____ Records for this exercise
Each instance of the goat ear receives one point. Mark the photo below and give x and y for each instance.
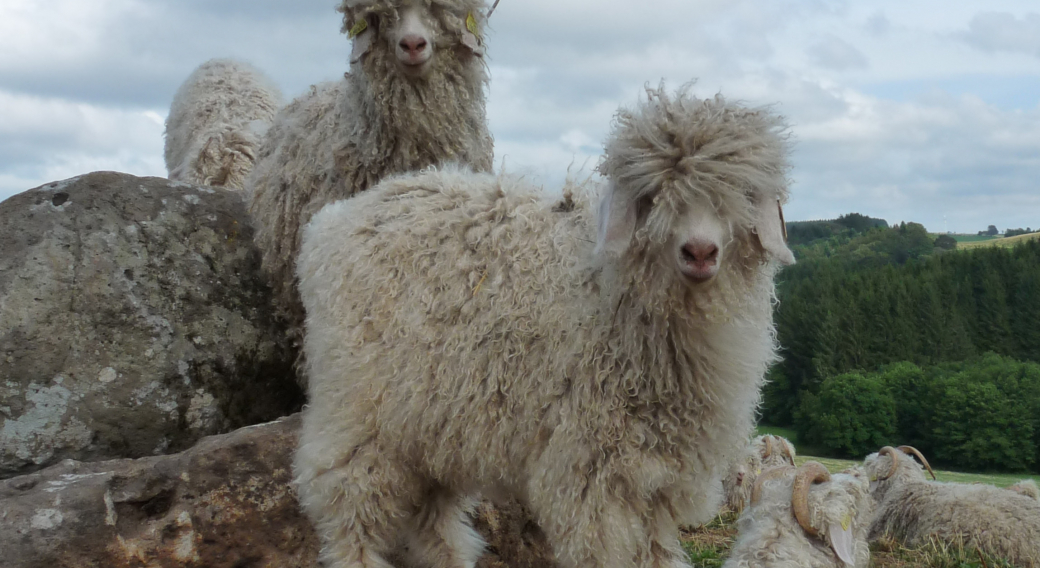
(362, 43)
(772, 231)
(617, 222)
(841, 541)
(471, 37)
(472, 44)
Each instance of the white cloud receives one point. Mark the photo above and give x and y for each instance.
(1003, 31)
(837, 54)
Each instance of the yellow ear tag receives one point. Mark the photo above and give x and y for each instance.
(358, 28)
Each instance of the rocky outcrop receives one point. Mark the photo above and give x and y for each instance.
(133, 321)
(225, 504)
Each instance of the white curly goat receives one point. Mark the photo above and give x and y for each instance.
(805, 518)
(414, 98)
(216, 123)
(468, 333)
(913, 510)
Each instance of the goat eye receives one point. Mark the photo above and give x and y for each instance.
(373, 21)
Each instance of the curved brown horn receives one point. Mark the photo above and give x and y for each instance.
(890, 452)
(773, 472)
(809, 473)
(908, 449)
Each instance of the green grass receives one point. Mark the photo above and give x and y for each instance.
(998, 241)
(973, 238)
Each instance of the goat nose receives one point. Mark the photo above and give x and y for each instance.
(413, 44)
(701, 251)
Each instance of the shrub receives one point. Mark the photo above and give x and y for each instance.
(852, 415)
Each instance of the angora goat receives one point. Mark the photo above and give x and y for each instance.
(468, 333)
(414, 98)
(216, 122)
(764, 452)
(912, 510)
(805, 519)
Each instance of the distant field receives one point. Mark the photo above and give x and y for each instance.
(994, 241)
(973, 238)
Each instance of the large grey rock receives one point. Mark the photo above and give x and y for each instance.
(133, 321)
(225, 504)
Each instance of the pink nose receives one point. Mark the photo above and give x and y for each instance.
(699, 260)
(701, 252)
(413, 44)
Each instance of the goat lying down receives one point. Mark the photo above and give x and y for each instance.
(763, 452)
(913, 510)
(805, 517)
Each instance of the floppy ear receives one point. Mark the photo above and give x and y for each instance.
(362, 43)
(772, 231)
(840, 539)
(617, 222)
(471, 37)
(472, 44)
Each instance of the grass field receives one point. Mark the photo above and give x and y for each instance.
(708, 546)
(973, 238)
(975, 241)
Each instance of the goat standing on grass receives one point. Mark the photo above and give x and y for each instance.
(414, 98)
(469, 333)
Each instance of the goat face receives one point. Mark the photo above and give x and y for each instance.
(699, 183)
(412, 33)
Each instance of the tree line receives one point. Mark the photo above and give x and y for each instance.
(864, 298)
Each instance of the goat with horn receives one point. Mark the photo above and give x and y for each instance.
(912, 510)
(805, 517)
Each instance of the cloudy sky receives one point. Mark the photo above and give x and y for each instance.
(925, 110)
________
- [What you need to do]: Your task is to repeat the data above exactly while excluding the pictures.

- [Solved problem]:
Each instance of the goat ear receives one point. Mark the photo below and give x and y for each instance.
(362, 43)
(772, 231)
(617, 222)
(841, 541)
(471, 37)
(472, 44)
Each instance of the white cloud receives one point. Mark the photo above and give x and y for each instance.
(1003, 31)
(837, 54)
Each instance of the yellow ear tag receives one point. Mark the photo above and give x and y for each instance.
(358, 28)
Each instance of the rocky outcrop receives one point. Mark the photo above and give x and y for each instance.
(133, 321)
(225, 504)
Each instance of the white curly goat receives one point. Mark the photo above and give x and y for each instance.
(805, 518)
(414, 98)
(216, 123)
(468, 333)
(913, 510)
Each instance of the goat eye receives one point. Mark the photo above and give x and y for each instance.
(373, 21)
Each instance of the curved brown horn receives one point. Mark the photo above and give x and y for each instance.
(890, 452)
(773, 472)
(809, 473)
(908, 449)
Each instance of the green grass receives one point. Mark the photo above and give x and y for each instance.
(998, 241)
(973, 238)
Each instance of the goat nose receives one point. Mark the photo above and give x and y for each instance.
(413, 44)
(701, 251)
Each instance of the shrub receives one point. Mark the photo above and give x and y for each instance.
(852, 415)
Each instance of the angora goat receives one point. Mark the photo above and give x and y for each instance.
(468, 333)
(414, 98)
(216, 122)
(764, 452)
(912, 510)
(805, 519)
Each instance of the distant field receives one point. Mark the photo above and give x and y for each instance.
(994, 241)
(973, 238)
Each instance of the large grey rock receives one point. Mark the photo above and give x and y for each instance.
(133, 321)
(225, 504)
Each instance of the pink nose receives one point. Mark the photo above and give x and y for each instance.
(699, 260)
(701, 252)
(413, 44)
Each instance of the goat lying down receives one point. Mark the photo above and give x and y for each instance.
(763, 452)
(913, 510)
(805, 517)
Each instance of the floppy ear receives one point. Mark the photo above and give x and y for each instance.
(362, 43)
(772, 231)
(840, 539)
(617, 222)
(471, 37)
(472, 44)
Each instance of the grass field receives one point. Mark the photo above and give x and y for each instance.
(708, 546)
(973, 238)
(975, 241)
Each instance of the goat standing on grass receives one point. Mark the photo above and give x and y for each instance.
(414, 98)
(469, 333)
Each instance of the goat face receives one point. Mark the photo above and give x and y for each instance.
(699, 183)
(412, 33)
Each instance of the tree line receives one point. Mark the photo above and give x and y for each instance.
(864, 298)
Each instance of the goat with horn receives one point. Mark the photo above and give x and y for each instance.
(912, 510)
(805, 517)
Each instance of the cloudy sky receives one point. Mark the photo above and give x and y for each instance.
(925, 110)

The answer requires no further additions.